*** Vorliegender Text

Einleitung
Die UN-Konvention über die Rechte von Menschen mit Behinderungen (UN-BRK), seit dem 26. März 2009 in Kraft, ist in Deutschland angekommen.
Der Zuspruch, den dieses Übereinkommen erfährt, ist enorm. Zahlreiche Stimmen aus Staat und Gesellschaft beziehen sich auf sie. Der Koalitionsvertrag der neuen Bundesregierung bekräftigt sie als Maßstab für jedes staatliche Handeln.
Entstehungsgeschichte
Die Konvention ist im Rahmen der Vereinten Nationen entwickelt worden.
Ziel der Konvention
Menschen mit Behinderungen sollen von den Menschenrechten Gebrauch machen können, und zwar gleichberechtigt mit anderen, das heißt in gleichem Maße wie nichtbehinderte Menschen (Art. 1 Unterabs. 1 UN-BRK). Dieses ausdrücklich erklärte Ziel der Konvention fußt auf der Erkenntnis, dass Menschen wegen einer Beeinträchtigung stärker in der Wahrnehmung ihrer Rechte eingeschränkt sein können als Menschen ohne Behinderungen.
Verständnis von Behinderung
Die Konvention nimmt sehr vielfältige Lebenssituationen in den Blick. Sie fokussiert die Lebenslagen der Menschen, die langfristige körperliche, seelische, geistige oder Sinnesbeeinträchtigungen haben (vgl. Art. 1 Unterabs. 2 UN-BRK). Dazu gehören nicht nur Menschen, die herkömmlich mit einer "Behinderung" assoziiert werden, wie etwa Menschen mit körperlichen Einschränkungen, blinde oder gehörlose Menschen, sondern auch Menschen mit einer sogenannten geistigen Behinderung, Menschen mit seelischen Schwierigkeiten oder psychischen Erkrankungen, Menschen mit Autismus oder auch pflegebedürftige alte Menschen.

******

Aufgaben:
(a) Wiederhole aus dem Text zur UN-Behindertenrechtskonvention alles von „Der Zuspruch, den“ bis hinunter zu „Nationen entwickelt worden.“, ohne ein Wort zu ändern.
(b) Führe den Text über die UN-Behindertenrechtskonvention im Anschluss an seinen letzten Satz weiter.

*** Datensätze

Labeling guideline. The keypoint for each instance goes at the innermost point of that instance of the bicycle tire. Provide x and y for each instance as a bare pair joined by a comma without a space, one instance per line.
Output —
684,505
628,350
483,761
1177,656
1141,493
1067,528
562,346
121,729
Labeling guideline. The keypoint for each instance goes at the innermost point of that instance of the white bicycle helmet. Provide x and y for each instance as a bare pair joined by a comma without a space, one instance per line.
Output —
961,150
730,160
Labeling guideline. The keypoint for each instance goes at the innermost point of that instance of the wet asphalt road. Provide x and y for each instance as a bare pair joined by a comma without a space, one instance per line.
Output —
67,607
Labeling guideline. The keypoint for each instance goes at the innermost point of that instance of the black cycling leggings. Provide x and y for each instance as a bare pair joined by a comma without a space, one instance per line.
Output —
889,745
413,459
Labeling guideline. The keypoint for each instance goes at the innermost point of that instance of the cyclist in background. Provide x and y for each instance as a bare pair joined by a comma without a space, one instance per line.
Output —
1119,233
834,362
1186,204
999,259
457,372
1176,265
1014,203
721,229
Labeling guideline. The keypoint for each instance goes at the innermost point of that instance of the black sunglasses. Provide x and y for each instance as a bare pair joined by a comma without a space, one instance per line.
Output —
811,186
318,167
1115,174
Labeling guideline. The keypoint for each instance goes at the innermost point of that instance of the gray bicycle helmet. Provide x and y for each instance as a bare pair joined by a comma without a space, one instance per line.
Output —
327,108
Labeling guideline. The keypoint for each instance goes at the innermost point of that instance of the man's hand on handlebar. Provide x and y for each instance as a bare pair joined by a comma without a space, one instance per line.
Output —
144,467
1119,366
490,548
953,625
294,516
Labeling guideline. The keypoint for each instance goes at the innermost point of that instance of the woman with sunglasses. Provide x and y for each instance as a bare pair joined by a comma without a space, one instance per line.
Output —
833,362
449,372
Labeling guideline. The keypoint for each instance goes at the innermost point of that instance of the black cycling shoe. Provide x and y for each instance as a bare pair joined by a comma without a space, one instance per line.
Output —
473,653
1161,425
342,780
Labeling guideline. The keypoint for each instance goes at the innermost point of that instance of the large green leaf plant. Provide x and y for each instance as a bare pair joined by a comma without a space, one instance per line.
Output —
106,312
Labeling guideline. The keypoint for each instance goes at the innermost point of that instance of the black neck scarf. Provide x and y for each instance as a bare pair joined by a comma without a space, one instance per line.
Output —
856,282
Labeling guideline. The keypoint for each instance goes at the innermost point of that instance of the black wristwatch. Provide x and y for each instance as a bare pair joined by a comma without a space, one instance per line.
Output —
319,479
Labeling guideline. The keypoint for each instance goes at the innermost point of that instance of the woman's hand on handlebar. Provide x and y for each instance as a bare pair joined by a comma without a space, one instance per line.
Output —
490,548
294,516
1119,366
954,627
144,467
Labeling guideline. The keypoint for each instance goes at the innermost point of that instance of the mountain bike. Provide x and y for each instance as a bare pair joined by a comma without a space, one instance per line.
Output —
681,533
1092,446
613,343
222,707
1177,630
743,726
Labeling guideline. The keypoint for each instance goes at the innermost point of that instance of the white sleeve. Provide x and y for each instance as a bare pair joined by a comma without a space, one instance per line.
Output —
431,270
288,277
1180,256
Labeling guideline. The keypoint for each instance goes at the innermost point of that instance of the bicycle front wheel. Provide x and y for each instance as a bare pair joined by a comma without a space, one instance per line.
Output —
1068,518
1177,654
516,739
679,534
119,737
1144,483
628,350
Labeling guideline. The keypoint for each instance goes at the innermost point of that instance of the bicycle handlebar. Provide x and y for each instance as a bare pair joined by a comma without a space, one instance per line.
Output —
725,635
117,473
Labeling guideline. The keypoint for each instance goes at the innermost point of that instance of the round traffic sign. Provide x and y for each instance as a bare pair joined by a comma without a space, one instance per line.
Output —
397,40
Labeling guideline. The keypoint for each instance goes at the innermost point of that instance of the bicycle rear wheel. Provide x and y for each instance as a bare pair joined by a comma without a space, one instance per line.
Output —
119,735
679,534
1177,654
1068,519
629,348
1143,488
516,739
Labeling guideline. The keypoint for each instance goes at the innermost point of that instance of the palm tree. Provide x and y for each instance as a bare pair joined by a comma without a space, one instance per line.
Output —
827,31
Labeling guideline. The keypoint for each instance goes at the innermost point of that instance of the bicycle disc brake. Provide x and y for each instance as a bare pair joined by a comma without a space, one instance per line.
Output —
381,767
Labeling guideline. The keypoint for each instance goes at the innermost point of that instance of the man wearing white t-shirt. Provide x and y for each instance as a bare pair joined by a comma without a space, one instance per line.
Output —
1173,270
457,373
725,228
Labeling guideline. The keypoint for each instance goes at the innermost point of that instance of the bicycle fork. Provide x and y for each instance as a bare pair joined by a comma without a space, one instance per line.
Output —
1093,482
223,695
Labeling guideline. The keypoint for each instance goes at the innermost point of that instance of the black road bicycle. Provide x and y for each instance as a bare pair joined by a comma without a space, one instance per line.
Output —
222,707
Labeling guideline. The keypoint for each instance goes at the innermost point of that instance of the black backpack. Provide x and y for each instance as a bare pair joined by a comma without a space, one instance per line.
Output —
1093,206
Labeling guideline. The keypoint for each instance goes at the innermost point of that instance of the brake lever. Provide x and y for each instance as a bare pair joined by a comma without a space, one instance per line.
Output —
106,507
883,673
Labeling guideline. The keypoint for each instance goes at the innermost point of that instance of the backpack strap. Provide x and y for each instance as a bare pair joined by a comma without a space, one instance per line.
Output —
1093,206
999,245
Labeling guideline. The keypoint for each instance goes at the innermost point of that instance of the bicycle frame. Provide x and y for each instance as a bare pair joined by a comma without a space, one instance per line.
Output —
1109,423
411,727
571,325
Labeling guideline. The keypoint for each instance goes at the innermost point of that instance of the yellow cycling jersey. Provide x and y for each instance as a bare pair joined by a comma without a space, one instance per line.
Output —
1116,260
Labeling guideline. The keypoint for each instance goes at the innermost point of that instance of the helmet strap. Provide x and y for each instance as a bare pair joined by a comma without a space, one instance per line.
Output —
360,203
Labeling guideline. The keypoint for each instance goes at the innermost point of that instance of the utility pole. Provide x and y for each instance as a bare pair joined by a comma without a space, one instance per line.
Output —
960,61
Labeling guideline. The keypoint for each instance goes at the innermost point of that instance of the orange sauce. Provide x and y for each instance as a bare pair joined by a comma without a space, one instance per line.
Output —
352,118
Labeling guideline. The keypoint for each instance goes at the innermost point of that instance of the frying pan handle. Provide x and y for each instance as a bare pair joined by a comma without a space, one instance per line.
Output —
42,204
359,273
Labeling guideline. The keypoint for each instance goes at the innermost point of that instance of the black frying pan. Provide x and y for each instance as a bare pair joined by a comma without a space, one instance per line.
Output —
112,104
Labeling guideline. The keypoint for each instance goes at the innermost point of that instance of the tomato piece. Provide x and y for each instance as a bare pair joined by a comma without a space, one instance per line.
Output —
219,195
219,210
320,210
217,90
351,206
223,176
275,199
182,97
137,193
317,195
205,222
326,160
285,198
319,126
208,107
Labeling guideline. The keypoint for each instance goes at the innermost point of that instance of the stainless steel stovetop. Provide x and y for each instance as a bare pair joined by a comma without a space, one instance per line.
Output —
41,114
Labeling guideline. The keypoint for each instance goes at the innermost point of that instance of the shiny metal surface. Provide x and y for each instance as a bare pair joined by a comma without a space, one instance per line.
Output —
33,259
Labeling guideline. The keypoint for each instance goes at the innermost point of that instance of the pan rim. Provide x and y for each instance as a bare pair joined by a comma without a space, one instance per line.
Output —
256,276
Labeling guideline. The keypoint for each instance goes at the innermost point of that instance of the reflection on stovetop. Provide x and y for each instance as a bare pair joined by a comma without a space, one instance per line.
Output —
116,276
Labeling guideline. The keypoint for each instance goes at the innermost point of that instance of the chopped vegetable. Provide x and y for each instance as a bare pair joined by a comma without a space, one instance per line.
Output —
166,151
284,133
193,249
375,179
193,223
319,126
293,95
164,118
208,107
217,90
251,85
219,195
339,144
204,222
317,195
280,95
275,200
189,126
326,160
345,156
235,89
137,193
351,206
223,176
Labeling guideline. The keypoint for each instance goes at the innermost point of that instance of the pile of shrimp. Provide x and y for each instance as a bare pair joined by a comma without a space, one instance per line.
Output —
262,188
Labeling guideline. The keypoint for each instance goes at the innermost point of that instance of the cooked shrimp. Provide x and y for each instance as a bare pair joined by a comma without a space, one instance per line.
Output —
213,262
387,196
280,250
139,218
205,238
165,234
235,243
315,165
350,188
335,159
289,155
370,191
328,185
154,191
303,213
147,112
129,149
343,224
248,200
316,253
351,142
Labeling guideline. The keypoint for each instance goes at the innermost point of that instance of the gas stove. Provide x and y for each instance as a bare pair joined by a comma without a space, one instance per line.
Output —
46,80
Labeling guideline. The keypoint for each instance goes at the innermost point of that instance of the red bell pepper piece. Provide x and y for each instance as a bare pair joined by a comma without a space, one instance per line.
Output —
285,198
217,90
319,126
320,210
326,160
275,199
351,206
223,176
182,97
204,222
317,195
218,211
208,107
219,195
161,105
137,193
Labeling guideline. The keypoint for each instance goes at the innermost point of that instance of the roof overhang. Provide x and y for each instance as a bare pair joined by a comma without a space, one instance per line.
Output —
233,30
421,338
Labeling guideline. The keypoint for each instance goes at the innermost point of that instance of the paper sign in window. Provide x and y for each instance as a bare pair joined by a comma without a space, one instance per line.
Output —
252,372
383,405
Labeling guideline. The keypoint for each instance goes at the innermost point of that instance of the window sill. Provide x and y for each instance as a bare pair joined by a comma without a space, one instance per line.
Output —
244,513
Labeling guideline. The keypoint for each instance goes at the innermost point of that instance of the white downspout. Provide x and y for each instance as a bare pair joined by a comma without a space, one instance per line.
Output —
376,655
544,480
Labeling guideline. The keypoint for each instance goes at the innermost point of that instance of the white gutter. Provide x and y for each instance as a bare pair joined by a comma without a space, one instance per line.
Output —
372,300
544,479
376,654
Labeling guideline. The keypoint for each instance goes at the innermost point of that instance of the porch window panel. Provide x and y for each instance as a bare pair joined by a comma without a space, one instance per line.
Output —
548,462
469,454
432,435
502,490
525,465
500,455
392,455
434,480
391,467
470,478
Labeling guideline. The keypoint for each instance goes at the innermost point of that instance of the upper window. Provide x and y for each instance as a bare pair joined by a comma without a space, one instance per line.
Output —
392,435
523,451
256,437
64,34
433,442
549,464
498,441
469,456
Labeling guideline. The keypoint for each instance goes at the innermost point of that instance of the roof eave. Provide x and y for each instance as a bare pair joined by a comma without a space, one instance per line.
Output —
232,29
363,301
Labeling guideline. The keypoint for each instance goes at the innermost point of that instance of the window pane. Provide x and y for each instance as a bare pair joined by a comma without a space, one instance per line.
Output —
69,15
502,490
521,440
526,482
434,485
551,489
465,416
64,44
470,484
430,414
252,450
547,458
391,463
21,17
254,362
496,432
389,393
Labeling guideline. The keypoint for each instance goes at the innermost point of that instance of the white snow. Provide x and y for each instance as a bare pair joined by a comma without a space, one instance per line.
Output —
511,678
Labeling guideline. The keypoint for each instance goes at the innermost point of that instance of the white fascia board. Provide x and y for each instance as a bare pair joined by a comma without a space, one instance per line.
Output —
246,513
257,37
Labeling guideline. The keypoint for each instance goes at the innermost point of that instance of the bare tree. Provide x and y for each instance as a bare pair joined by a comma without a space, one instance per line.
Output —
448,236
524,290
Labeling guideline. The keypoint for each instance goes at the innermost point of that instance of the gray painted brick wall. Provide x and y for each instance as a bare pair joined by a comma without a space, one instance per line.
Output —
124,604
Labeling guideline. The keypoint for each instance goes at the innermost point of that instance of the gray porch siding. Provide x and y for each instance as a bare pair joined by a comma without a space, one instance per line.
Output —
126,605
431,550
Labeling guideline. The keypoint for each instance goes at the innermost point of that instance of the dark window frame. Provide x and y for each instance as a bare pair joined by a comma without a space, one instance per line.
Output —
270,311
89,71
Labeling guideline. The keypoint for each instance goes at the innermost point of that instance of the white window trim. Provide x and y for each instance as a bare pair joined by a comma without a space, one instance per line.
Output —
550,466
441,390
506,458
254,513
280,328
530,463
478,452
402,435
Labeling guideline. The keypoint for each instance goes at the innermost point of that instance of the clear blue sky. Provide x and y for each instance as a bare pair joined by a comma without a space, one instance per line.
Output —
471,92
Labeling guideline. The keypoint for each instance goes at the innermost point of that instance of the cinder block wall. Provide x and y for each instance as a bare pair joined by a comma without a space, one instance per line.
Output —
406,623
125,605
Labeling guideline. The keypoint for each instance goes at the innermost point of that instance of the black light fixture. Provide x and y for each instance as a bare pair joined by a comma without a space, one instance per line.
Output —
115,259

******

Geordnete Ergebnisse:
(a)
Der Zuspruch, den dieses Übereinkommen erfährt, ist enorm. Zahlreiche Stimmen aus Staat und Gesellschaft beziehen sich auf sie. Der Koalitionsvertrag der neuen Bundesregierung bekräftigt sie als Maßstab für jedes staatliche Handeln.
Entstehungsgeschichte
Die Konvention ist im Rahmen der Vereinten Nationen entwickelt worden.

(b)
Als "Behinderung" versteht die Konvention die strukturell bedingte und im Vergleich zu nichtbehinderten Menschen größere Einschränkung der individuellen Rechte von Menschen mit Beeinträchtigungen. Sie erkennt eine Behinderung dort, wo die Wechselwirkung zwischen einer Beeinträchtigung und einer gesellschaftlichen Barriere dazu führt, dass Menschen mit Behinderungen an der vollen, wirksamen und gleichberechtigten Teilhabe an der Gesellschaft gehindert werden (siehe Art. 1 Unterabs. 2 UN-BRK). Die Konvention verlagert damit das Problem "Behinderung" von der individuellen Sphäre zu den Bereichen der gesellschaftlichen Strukturen und unseres Denkens.
Die Rechte
Spektrum der verankerten Rechte:
Die Konvention deckt das gesamte Spektrum menschenrechtlich geschützter Lebensbereiche ab. Dem Grundsatz der Unteilbarkeit verpflichtet, integriert sie wie kein Übereinkommen vor ihr bürgerliche und politische Rechte sowie wirtschaftliche, soziale und kulturelle Rechte. Die Konvention listet die Rechte der Menschen mit Behinderungen im Einzelnen auf.
Dazu gehören das Recht auf Leben (Art. 10), das Recht auf gleiche Anerkennung vor dem Recht und Schutz der Rechts- und Handlungsfähigkeit (Art. 12), das Recht auf Zugang zur Justiz (Art. 13), das Recht auf Freiheit und Sicherheit (Art. 14), Freiheit von Folter (Art. 15), Freiheit vor Ausbeutung, Gewalt und Missbrauch (Art. 16), das Recht auf körperliche und seelische Unversehrtheit (Art. 17), Freizügigkeit (Art. 18), das Recht auf Staatsangehörigkeit (Art. 18), das Recht auf unabhängige Lebensführung und Einbeziehung in die Gesellschaft (Art. 19), das Recht auf persönliche Mobilität (Art. 20), das Recht auf freie Meinungsäußerung (Art. 21), das Recht auf Zugang zu Informationen (Art. 21), Achtung der Privatsphäre (Art. 22), Achtung der Wohnung (Art. 23), Familie und Familiengründung (Art. 23), das Recht auf Bildung (Art. 24) und auf Gesundheit (Art. 25), das Recht auf Arbeit und Beschäftigung (Art. 27), das Recht auf einen angemessenen Lebensstandard (Art. 28), Teilhabe am politischen und öffentlichen Leben (Art. 29), Teilhabe am kulturellen Leben sowie auf Erholung, Freizeit und Sport (Art. 30).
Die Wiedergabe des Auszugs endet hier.